----- Provided records -----

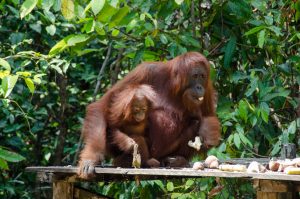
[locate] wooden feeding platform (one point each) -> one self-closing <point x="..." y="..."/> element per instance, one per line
<point x="268" y="184"/>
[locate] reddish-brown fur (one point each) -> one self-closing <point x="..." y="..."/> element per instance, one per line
<point x="124" y="130"/>
<point x="171" y="123"/>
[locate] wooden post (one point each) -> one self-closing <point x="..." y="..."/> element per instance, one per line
<point x="63" y="190"/>
<point x="270" y="189"/>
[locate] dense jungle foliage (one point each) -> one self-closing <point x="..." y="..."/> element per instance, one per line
<point x="57" y="56"/>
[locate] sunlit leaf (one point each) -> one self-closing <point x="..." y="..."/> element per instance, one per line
<point x="10" y="156"/>
<point x="170" y="186"/>
<point x="8" y="84"/>
<point x="261" y="38"/>
<point x="237" y="140"/>
<point x="179" y="1"/>
<point x="27" y="7"/>
<point x="3" y="164"/>
<point x="24" y="74"/>
<point x="67" y="9"/>
<point x="51" y="29"/>
<point x="30" y="84"/>
<point x="5" y="64"/>
<point x="254" y="30"/>
<point x="97" y="6"/>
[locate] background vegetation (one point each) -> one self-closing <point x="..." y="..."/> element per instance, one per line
<point x="57" y="56"/>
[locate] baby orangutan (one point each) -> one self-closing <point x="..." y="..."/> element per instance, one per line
<point x="128" y="120"/>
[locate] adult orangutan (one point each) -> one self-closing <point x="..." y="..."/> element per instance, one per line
<point x="128" y="121"/>
<point x="184" y="109"/>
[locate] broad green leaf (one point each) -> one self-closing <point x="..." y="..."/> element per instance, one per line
<point x="163" y="39"/>
<point x="5" y="64"/>
<point x="75" y="39"/>
<point x="276" y="148"/>
<point x="3" y="164"/>
<point x="106" y="13"/>
<point x="237" y="140"/>
<point x="245" y="140"/>
<point x="51" y="29"/>
<point x="229" y="51"/>
<point x="4" y="73"/>
<point x="47" y="4"/>
<point x="97" y="6"/>
<point x="27" y="7"/>
<point x="115" y="32"/>
<point x="37" y="78"/>
<point x="292" y="127"/>
<point x="265" y="111"/>
<point x="254" y="30"/>
<point x="243" y="111"/>
<point x="115" y="20"/>
<point x="284" y="94"/>
<point x="57" y="68"/>
<point x="30" y="84"/>
<point x="8" y="83"/>
<point x="10" y="156"/>
<point x="60" y="46"/>
<point x="179" y="1"/>
<point x="170" y="186"/>
<point x="261" y="38"/>
<point x="67" y="9"/>
<point x="131" y="25"/>
<point x="24" y="74"/>
<point x="149" y="42"/>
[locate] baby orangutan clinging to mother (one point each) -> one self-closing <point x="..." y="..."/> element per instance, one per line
<point x="128" y="120"/>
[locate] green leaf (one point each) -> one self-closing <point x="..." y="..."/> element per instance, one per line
<point x="51" y="29"/>
<point x="5" y="64"/>
<point x="284" y="94"/>
<point x="119" y="16"/>
<point x="179" y="1"/>
<point x="27" y="7"/>
<point x="265" y="111"/>
<point x="57" y="68"/>
<point x="237" y="140"/>
<point x="60" y="46"/>
<point x="254" y="30"/>
<point x="188" y="184"/>
<point x="170" y="186"/>
<point x="115" y="32"/>
<point x="47" y="4"/>
<point x="149" y="42"/>
<point x="163" y="39"/>
<point x="97" y="6"/>
<point x="75" y="39"/>
<point x="261" y="38"/>
<point x="8" y="84"/>
<point x="106" y="13"/>
<point x="229" y="51"/>
<point x="292" y="127"/>
<point x="67" y="9"/>
<point x="3" y="164"/>
<point x="30" y="84"/>
<point x="24" y="73"/>
<point x="276" y="148"/>
<point x="131" y="25"/>
<point x="10" y="156"/>
<point x="243" y="111"/>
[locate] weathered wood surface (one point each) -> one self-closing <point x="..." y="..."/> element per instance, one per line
<point x="128" y="173"/>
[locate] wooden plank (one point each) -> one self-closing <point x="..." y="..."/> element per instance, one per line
<point x="274" y="189"/>
<point x="166" y="173"/>
<point x="84" y="194"/>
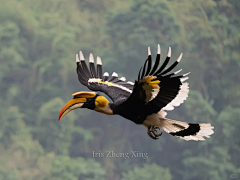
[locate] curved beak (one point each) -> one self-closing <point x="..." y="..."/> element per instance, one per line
<point x="71" y="105"/>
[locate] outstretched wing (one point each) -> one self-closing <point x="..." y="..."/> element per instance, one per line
<point x="156" y="88"/>
<point x="116" y="88"/>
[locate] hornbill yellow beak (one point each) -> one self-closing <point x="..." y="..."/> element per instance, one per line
<point x="78" y="101"/>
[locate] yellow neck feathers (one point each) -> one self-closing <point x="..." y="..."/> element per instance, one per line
<point x="102" y="105"/>
<point x="101" y="101"/>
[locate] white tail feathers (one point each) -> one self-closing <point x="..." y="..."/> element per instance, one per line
<point x="186" y="131"/>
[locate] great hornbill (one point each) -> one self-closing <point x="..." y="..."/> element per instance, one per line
<point x="143" y="102"/>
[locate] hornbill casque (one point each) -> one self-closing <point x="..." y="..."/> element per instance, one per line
<point x="143" y="102"/>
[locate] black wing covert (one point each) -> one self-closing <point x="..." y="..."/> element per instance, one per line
<point x="156" y="89"/>
<point x="116" y="88"/>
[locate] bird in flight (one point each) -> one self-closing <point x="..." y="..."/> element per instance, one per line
<point x="143" y="102"/>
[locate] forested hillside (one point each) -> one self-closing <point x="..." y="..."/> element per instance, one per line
<point x="38" y="43"/>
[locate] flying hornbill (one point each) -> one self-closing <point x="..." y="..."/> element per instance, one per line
<point x="143" y="102"/>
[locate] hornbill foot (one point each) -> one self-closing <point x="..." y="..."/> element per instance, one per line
<point x="152" y="132"/>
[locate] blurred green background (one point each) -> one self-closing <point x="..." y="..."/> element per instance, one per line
<point x="38" y="43"/>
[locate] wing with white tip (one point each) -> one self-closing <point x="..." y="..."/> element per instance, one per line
<point x="116" y="88"/>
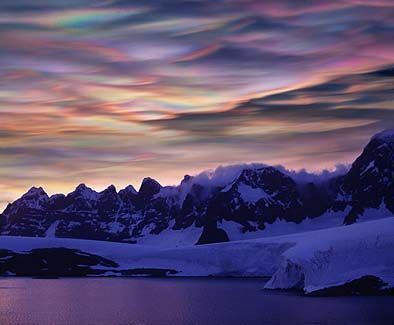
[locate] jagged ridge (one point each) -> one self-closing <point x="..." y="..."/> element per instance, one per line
<point x="256" y="196"/>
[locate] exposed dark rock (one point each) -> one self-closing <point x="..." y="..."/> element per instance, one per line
<point x="366" y="286"/>
<point x="212" y="234"/>
<point x="53" y="262"/>
<point x="254" y="198"/>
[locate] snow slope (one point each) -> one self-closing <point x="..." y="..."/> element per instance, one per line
<point x="307" y="261"/>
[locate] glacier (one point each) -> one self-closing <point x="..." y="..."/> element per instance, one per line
<point x="308" y="261"/>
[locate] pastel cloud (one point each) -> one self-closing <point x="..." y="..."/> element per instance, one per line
<point x="111" y="91"/>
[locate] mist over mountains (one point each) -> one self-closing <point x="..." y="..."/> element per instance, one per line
<point x="249" y="196"/>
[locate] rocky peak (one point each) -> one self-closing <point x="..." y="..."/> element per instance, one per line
<point x="129" y="189"/>
<point x="149" y="187"/>
<point x="35" y="193"/>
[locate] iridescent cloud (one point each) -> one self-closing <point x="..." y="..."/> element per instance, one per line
<point x="111" y="91"/>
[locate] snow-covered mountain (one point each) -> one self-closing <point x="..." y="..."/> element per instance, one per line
<point x="354" y="259"/>
<point x="251" y="200"/>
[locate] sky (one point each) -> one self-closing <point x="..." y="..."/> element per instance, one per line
<point x="108" y="92"/>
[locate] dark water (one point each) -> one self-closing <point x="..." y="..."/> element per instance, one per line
<point x="177" y="301"/>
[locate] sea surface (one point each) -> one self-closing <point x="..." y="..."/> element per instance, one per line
<point x="177" y="301"/>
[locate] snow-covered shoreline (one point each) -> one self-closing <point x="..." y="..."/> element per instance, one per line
<point x="308" y="261"/>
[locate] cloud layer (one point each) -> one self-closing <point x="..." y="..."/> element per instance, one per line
<point x="111" y="91"/>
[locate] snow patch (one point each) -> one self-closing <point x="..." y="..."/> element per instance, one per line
<point x="250" y="194"/>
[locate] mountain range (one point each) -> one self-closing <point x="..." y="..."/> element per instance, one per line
<point x="255" y="197"/>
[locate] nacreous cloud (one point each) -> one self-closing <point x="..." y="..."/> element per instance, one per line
<point x="111" y="91"/>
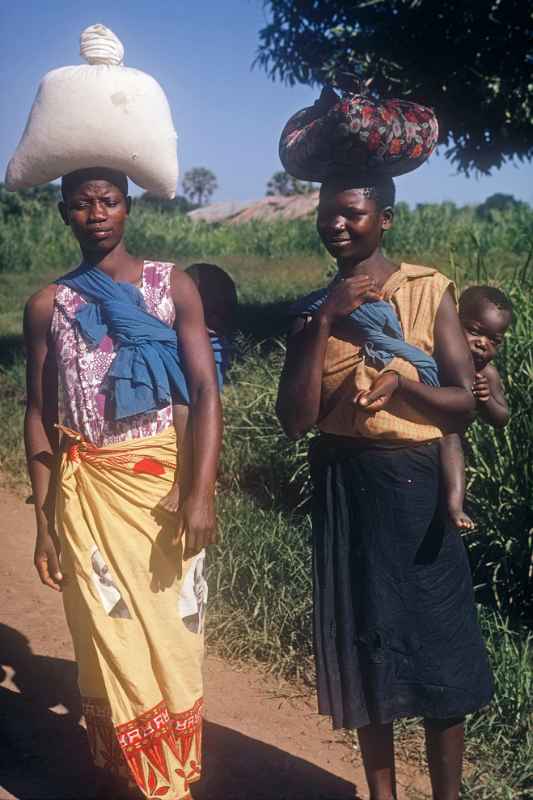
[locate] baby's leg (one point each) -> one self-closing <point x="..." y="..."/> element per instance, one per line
<point x="180" y="415"/>
<point x="453" y="470"/>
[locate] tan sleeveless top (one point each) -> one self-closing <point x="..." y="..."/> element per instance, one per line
<point x="416" y="293"/>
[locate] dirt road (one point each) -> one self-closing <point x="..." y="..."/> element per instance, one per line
<point x="261" y="741"/>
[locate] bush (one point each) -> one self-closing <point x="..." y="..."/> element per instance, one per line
<point x="500" y="479"/>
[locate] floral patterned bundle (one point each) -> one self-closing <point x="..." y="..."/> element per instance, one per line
<point x="358" y="135"/>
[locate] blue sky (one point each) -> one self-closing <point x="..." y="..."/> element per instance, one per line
<point x="228" y="116"/>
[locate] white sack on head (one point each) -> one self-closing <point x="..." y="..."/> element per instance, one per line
<point x="99" y="114"/>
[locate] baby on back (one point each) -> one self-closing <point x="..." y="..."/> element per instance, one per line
<point x="485" y="314"/>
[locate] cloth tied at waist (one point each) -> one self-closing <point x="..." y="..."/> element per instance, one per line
<point x="131" y="456"/>
<point x="378" y="327"/>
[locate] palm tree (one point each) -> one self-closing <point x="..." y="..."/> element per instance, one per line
<point x="199" y="183"/>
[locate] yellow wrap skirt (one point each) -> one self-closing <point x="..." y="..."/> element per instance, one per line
<point x="135" y="610"/>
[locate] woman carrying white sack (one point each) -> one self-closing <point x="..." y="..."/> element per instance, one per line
<point x="110" y="346"/>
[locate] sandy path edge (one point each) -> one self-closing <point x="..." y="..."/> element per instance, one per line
<point x="262" y="742"/>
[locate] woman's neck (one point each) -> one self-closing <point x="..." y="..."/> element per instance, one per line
<point x="375" y="266"/>
<point x="118" y="263"/>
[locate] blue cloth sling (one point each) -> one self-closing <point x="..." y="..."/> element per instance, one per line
<point x="147" y="372"/>
<point x="378" y="328"/>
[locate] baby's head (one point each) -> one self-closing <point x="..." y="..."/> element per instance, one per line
<point x="485" y="315"/>
<point x="219" y="297"/>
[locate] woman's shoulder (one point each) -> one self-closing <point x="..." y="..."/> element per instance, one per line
<point x="40" y="305"/>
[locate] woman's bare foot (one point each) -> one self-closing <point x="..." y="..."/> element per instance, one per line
<point x="462" y="520"/>
<point x="171" y="501"/>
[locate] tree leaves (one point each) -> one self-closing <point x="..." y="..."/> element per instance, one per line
<point x="471" y="62"/>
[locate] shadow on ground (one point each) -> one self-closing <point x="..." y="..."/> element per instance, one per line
<point x="45" y="754"/>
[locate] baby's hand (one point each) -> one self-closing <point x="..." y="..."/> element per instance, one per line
<point x="480" y="388"/>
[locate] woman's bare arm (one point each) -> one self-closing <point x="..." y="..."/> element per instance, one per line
<point x="298" y="404"/>
<point x="40" y="435"/>
<point x="205" y="413"/>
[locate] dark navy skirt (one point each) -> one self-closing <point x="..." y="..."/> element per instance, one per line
<point x="395" y="626"/>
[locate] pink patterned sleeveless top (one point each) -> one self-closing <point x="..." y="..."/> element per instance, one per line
<point x="82" y="369"/>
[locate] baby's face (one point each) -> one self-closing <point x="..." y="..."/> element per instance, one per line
<point x="484" y="329"/>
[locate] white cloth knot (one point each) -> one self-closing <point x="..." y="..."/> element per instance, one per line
<point x="99" y="45"/>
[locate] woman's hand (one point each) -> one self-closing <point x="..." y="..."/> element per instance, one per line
<point x="347" y="295"/>
<point x="46" y="560"/>
<point x="377" y="397"/>
<point x="199" y="524"/>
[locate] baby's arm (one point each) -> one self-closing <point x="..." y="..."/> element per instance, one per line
<point x="491" y="403"/>
<point x="453" y="473"/>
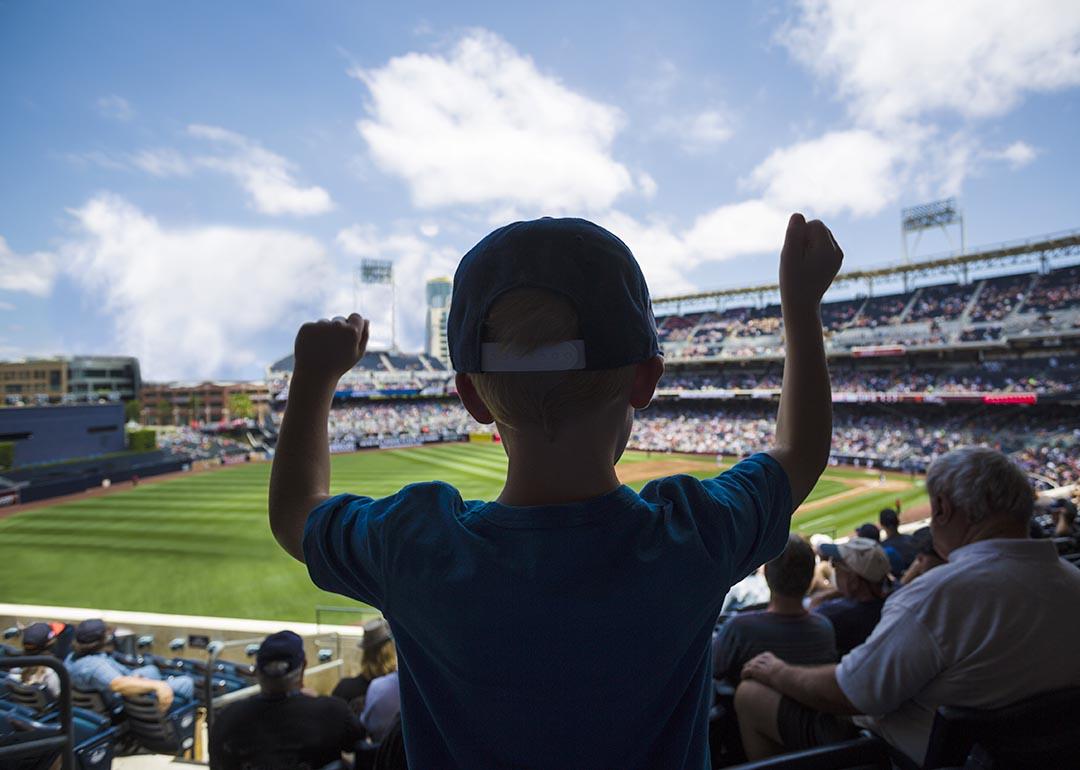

-----

### Assigned task
Nothing but the lines from the one containing "[locate] pink patterned" to the last line of the records should be returned, exactly as they appear and without pictures.

### Your response
[locate] pink patterned sleeveless top (one point each) -> one self-closing <point x="..." y="..."/> element per instance, one per line
<point x="82" y="369"/>
[locate] baby's face (one point each) -> one self-closing <point x="..." y="..."/> element per instance, one per line
<point x="484" y="329"/>
[locate] white cloth knot (one point each) -> one self-closing <point x="..." y="..."/> element per instance, one per line
<point x="99" y="45"/>
[locate] woman's hand (one point each) -> one self-closing <point x="..." y="..."/> element per instance, one per line
<point x="347" y="295"/>
<point x="46" y="560"/>
<point x="377" y="397"/>
<point x="199" y="524"/>
[locate] baby's arm (one point each) -> one self-closing <point x="..." y="..."/> element per instance, one per line
<point x="491" y="403"/>
<point x="453" y="473"/>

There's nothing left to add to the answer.